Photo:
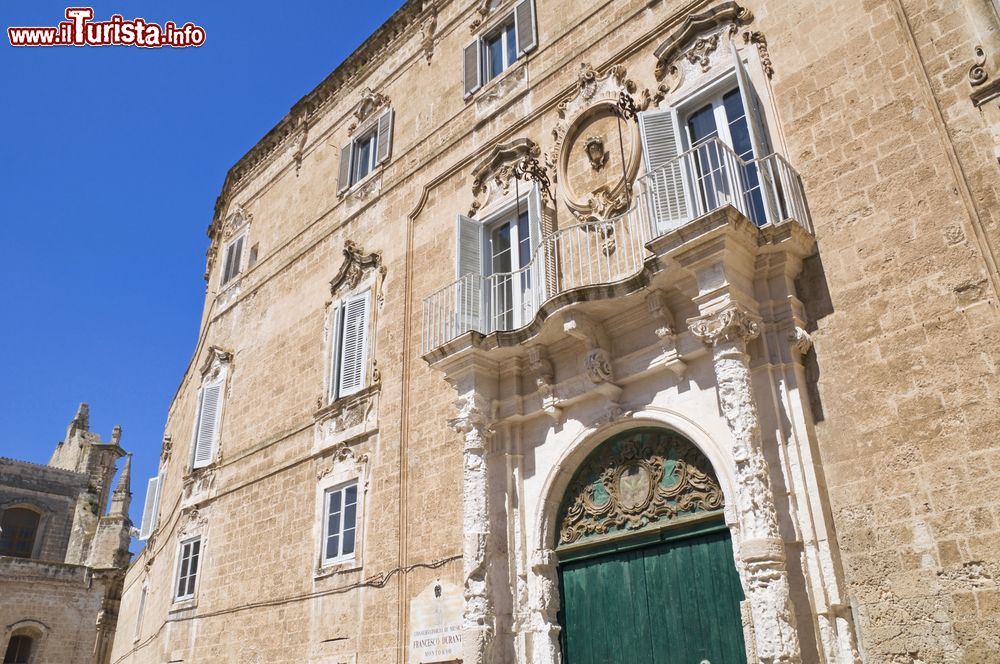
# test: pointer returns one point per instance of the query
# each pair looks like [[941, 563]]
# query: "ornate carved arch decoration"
......
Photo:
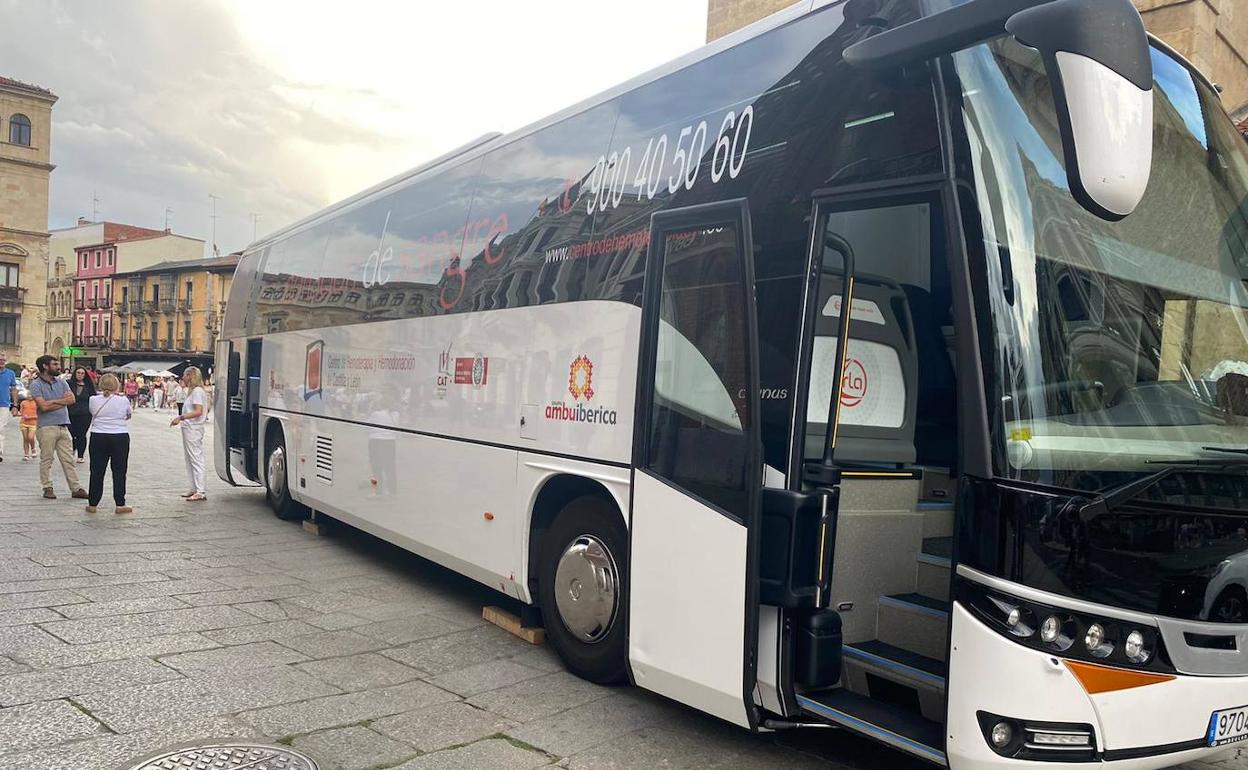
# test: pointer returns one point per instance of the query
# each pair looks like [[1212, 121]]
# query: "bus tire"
......
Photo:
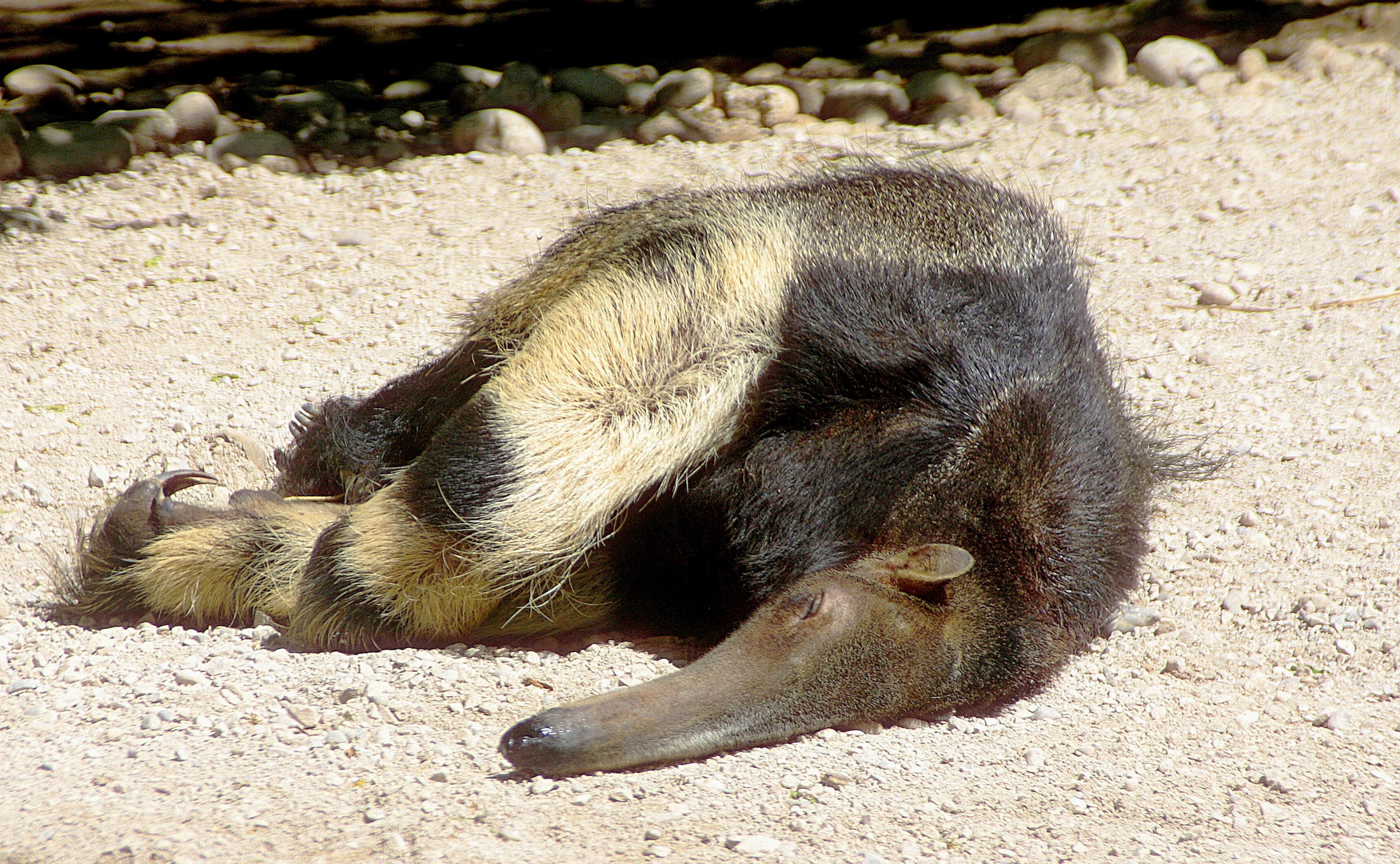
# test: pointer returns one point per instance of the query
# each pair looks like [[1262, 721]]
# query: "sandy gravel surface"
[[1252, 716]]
......
TASK PROMPT → State how many lines of the data above contain the string "pair", with uppercase and lowercase letters treated as distinct. Reply with the number alone.

TASK RESULT → 3